╭─ SUPPLIED DATA

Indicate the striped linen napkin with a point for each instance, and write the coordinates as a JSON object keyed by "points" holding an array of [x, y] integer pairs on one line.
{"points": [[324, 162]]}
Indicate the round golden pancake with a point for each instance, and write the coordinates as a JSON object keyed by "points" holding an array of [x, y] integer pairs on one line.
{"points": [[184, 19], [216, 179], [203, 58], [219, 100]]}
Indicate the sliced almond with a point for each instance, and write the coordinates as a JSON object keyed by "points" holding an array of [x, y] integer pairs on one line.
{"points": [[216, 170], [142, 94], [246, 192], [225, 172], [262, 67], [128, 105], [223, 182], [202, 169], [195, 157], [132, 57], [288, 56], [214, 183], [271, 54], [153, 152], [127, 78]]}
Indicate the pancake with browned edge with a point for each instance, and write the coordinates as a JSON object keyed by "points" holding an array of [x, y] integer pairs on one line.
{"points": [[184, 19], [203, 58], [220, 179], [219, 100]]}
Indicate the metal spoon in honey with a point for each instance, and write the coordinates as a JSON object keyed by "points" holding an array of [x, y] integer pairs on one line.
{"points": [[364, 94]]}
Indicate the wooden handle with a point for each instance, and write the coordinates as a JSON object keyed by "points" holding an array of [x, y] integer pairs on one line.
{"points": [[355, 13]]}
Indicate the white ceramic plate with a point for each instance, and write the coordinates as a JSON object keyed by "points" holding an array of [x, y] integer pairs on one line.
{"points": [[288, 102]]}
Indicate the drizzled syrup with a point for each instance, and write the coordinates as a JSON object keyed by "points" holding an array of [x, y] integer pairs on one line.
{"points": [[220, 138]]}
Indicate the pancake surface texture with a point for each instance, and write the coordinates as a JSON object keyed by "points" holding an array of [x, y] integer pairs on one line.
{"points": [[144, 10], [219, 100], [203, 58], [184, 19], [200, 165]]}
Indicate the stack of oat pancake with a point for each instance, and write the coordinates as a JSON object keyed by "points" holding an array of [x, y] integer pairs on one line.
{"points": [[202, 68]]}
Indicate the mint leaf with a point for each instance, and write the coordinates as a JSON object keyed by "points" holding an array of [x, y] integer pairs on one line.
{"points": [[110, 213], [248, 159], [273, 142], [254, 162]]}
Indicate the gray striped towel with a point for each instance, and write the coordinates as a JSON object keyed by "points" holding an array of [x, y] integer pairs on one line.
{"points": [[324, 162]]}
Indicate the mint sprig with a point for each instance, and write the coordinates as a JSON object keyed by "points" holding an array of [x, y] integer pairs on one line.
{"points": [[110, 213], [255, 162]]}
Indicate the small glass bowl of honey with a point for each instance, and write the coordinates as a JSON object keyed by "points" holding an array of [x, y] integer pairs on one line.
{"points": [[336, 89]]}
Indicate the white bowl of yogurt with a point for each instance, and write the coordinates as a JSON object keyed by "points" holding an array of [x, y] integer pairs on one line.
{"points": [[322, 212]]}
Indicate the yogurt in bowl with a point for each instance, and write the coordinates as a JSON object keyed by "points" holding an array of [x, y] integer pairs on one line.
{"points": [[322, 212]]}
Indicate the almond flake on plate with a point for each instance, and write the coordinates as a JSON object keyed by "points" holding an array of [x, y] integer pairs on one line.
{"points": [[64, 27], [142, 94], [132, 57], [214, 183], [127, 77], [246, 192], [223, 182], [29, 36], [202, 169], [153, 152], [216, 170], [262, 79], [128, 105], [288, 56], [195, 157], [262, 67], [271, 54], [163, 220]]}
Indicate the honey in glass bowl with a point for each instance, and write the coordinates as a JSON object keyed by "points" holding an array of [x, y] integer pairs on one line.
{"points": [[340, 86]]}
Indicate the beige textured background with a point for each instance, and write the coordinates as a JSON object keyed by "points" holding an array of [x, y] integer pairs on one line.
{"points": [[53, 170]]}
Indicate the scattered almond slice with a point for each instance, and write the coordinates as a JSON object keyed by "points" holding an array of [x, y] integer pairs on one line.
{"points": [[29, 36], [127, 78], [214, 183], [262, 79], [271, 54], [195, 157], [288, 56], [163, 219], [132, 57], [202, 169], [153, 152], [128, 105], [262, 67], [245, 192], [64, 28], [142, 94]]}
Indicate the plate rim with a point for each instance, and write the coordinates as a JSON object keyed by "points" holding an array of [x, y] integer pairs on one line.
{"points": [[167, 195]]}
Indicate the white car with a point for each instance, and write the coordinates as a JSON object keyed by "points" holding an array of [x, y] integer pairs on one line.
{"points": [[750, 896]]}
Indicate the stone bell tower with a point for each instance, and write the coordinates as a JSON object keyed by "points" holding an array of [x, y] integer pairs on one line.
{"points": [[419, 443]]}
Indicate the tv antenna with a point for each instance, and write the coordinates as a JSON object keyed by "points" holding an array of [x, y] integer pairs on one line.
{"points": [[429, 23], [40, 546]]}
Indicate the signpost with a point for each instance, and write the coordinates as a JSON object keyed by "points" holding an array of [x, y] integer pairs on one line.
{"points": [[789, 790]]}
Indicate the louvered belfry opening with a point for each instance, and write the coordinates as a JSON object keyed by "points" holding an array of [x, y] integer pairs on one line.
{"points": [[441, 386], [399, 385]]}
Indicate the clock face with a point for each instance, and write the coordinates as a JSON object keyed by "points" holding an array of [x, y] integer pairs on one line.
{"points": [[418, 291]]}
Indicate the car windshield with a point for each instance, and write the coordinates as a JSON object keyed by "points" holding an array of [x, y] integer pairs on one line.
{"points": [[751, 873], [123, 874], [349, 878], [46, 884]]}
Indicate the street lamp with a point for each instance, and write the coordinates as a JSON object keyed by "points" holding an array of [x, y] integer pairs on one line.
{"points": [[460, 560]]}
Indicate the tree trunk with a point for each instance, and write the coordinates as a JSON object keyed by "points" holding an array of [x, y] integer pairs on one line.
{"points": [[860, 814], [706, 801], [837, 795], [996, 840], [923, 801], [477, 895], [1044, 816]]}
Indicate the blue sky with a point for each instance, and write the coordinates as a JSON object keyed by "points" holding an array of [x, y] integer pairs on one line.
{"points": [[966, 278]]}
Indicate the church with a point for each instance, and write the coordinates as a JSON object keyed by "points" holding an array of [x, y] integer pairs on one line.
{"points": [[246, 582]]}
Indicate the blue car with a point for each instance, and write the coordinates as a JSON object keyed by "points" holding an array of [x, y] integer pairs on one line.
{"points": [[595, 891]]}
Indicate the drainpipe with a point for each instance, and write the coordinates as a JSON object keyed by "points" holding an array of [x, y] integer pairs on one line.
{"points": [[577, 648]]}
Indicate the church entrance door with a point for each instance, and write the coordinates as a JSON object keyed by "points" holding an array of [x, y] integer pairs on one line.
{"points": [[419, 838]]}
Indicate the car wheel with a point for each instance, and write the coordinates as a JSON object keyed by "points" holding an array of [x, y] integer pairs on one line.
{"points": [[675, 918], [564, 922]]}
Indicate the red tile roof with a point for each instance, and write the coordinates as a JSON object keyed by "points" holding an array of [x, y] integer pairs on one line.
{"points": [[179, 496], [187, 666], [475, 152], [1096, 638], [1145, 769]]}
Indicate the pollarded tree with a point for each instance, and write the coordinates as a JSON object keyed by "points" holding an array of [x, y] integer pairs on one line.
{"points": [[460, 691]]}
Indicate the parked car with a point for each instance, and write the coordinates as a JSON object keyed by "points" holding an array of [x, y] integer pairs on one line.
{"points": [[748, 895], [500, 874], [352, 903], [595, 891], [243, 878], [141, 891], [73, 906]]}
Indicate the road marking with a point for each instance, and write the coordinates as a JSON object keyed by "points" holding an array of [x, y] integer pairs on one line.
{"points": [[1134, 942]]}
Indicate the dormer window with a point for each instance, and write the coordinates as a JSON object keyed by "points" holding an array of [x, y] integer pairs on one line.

╰─

§ **WHAT NEEDS TO BE DONE**:
Set down all of the records shown above once more, exactly.

§ **ANSWER TO THE EXERCISE**:
Indicate the striped linen napkin with a point for each instance, and write the coordinates as a JSON object keyed by "points" holding an array of [x, y] integer pairs on one line.
{"points": [[324, 162]]}
Indicate the round golden pancake with a point for each instance, and write the coordinates as a JSON object keyed by "points" holding an array of [x, y] integer pairs on one line.
{"points": [[184, 19], [216, 179], [203, 58], [219, 100]]}
Indicate the sliced almond with a point for each instance, and write the coordinates as a JSON object keyed by "points" holding an array of [x, y] integer pairs on one line.
{"points": [[216, 170], [142, 94], [246, 192], [225, 172], [262, 67], [128, 105], [223, 182], [202, 169], [195, 157], [132, 57], [288, 56], [214, 183], [271, 54], [153, 152], [127, 78]]}
Indicate the pancake with browned edge with a point for each instance, and write the coordinates as a JSON object keyed by "points" holding an array of [x, y] integer pairs on one line.
{"points": [[184, 19], [203, 58], [220, 179], [219, 100]]}
Indicate the metal spoon in honey with a point for each instance, and write the coordinates as a JSON object keyed by "points" holding an array of [x, y] integer pairs on one line.
{"points": [[364, 94]]}
Indicate the wooden handle with a point for each instance, and write the coordinates as a JSON object keyed by "points" holding an array of [x, y] integer pairs on one line.
{"points": [[355, 13]]}
Indicate the white ceramic plate with a point for each instance, and write the coordinates as a JSON object keyed by "points" holding an array of [x, y] integer pairs on one line.
{"points": [[288, 102]]}
Indicate the drizzled syrup with a point for each instance, and write the coordinates as a JSON object keyed by "points" holding an array of [x, y] integer pairs on one line.
{"points": [[220, 138]]}
Indicate the pancake surface texture with a point for each instance, and write the coordinates as a JSON object keyed by "points" holding an array of [x, y] integer pairs on one line.
{"points": [[144, 10], [219, 100], [203, 58], [184, 19], [200, 165]]}
Indicate the stack of oat pancake with a point for each instance, and write the coordinates as a JSON object keyed by "points" holding an array of [x, y] integer pairs on one line.
{"points": [[202, 68]]}
Indicate the mint leaf with a point for each instance, and write the coordinates as a JSON object keyed by "points" holding an array of [x, y] integer pairs on one line.
{"points": [[110, 213], [248, 159], [273, 142], [254, 162]]}
Indicate the gray striped towel with a point for each instance, and write the coordinates as a JSON object keyed by "points" holding an array of [x, y] integer pairs on one line.
{"points": [[324, 162]]}
Indicate the mint sprig with a point for each instance, and write the coordinates as a JSON object keyed by "points" holding an array of [x, y] integer pairs on one line.
{"points": [[110, 213], [255, 162]]}
Indicate the small glass bowl of honey with a point for each instance, and write the coordinates as a JSON object keyed by "points" holding an array of [x, y] integer pairs on one line.
{"points": [[336, 89]]}
Indicate the white bowl of yogurt with a point for each instance, and write the coordinates as a JSON object keyed by "points" holding an array of [x, y] integer pairs on one line.
{"points": [[322, 212]]}
Indicate the yogurt in bowl with a point for each instance, and write the coordinates as a JSON object keyed by "points" holding an array of [x, y] integer pairs on one line.
{"points": [[322, 212]]}
Indicate the almond flake on plate with a point for each instance, and write the coordinates as a JSON object keyed by "points" holding an array of [x, y] integer pairs on one line.
{"points": [[64, 27], [142, 94], [132, 57], [214, 183], [127, 77], [246, 192], [223, 182], [29, 36], [202, 169], [153, 152], [216, 170], [262, 79], [128, 105], [288, 56], [195, 157], [262, 67], [271, 54], [163, 220]]}
Indicate the honey in glass bowl with a point for each instance, and write the coordinates as a JSON object keyed by "points" holding an array of [x, y] integer pairs on one line.
{"points": [[340, 86]]}
Indicate the beige textured background with a point for each instance, and write the coordinates as a JSON object keyed by "points" holding an array of [x, y] integer pairs on one line.
{"points": [[53, 170]]}
Indicate the scattered almond slice with a point for each instance, and write the coordinates as a JSON object keyed by "points" holding an array of [x, y] integer pairs on one line.
{"points": [[29, 36], [127, 78], [214, 183], [262, 79], [271, 54], [195, 157], [288, 56], [163, 219], [132, 57], [202, 169], [153, 152], [128, 105], [262, 67], [245, 192], [64, 28], [142, 94]]}
Indicate the plate rim with a point for each instance, and write the coordinates as a JSON object keyed by "points" holding an array of [x, y] integer pairs on one line.
{"points": [[167, 195]]}
Indicate the white car with a point for each instance, and write the coordinates as a JSON object keyed by "points" holding an array of [x, y] integer pairs on one line.
{"points": [[750, 896]]}
Indicate the stone bell tower with a point for each instance, and write the coordinates as a JSON object keyed by "points" holding an array of [x, y] integer pairs on one line.
{"points": [[419, 443]]}
Indicate the tv antenna with a point for each instance, and write the coordinates as a JSON object keyed by "points" holding an array of [x, y] integer pairs on one line.
{"points": [[429, 23], [40, 546]]}
Indicate the signpost with a point for each instance, and write the coordinates as a JSON object keyed by "points" holding an array of [x, y] integer pairs on one line.
{"points": [[789, 790]]}
Indicate the louvered belfry opening with a point for each instance, and write the coordinates as a JSON object keyed by "points" holding an array of [x, y] integer pairs on one line.
{"points": [[441, 386], [399, 385]]}
Indicate the clock face with a point for each instance, and write the coordinates as a JSON object keyed by "points" holding an array of [x, y] integer pairs on one line.
{"points": [[418, 291]]}
Indicate the car windshield with a point for each instance, and write the coordinates as a JSON object keyed by "points" holding an array of [x, y] integer pairs on one line.
{"points": [[751, 873], [123, 874], [349, 878], [46, 884]]}
Indicate the street lamp with a point for each instance, and write the coordinates as a JSON object keyed by "points" holding an array of [x, y] integer pairs on one line.
{"points": [[460, 560]]}
Indicate the tree trunk with a point for each instance, and write the coordinates as a JSON object keyed by "points" holding an array of [x, y] integer pairs on one line.
{"points": [[860, 814], [706, 801], [837, 795], [996, 840], [923, 801], [477, 895], [1044, 816]]}
Indicate the blue sky with a point for each instance, and write the coordinates as a JSON object keyed by "points" holding an array of [x, y] integer pairs on one line.
{"points": [[966, 278]]}
Indicate the church with a point for each instance, and write the coordinates as a JSON object keyed by "points" holding an array of [x, y] integer pairs on one line.
{"points": [[246, 582]]}
Indicate the blue car with a point for each instance, and write the coordinates as a JSON object keyed by "points" holding an array of [x, y] integer pairs on one line.
{"points": [[595, 891]]}
Indicate the drainpipe with a point for each instance, and write the coordinates as a JSON object keyed by "points" holding an array of [x, y] integer pairs on one line.
{"points": [[577, 648]]}
Indicate the church entrance door with a point for each instance, and write the coordinates as a JSON object keyed by "points" holding an array of [x, y] integer pairs on one line.
{"points": [[419, 838]]}
Indicate the car wheel with a point for each instance, and write the coordinates as a JSON object keyed by "points" holding an array of [x, y] integer pairs on one line.
{"points": [[675, 918], [564, 922]]}
Indicate the red tile roof with a point for each instance, and write the coordinates as a JSON object keyed by "points" holding an array of [x, y] integer pairs on one line.
{"points": [[179, 496], [187, 666], [475, 152], [1096, 638], [1145, 769]]}
Indicate the pollarded tree with a point for each instance, and write the coordinates as a JSON object keyed by "points" holding an array of [x, y] integer pairs on one line.
{"points": [[460, 691]]}
Indicate the parked car with a point for each instance, and write the coordinates as a JSON object keyed by "points" holding an array of [x, y] integer pairs on one line.
{"points": [[748, 895], [500, 874], [352, 903], [595, 891], [243, 878], [141, 891], [73, 906]]}
Indicate the road marking with a point for each instance, and write the coordinates as a JSON object keyed by "points" holding an array of [x, y] integer pairs on one line.
{"points": [[1134, 942]]}
Indicate the dormer window with a point for each instance, and write the coordinates as a JSON object keyed by "points" holding an array of [x, y] integer pairs on one line.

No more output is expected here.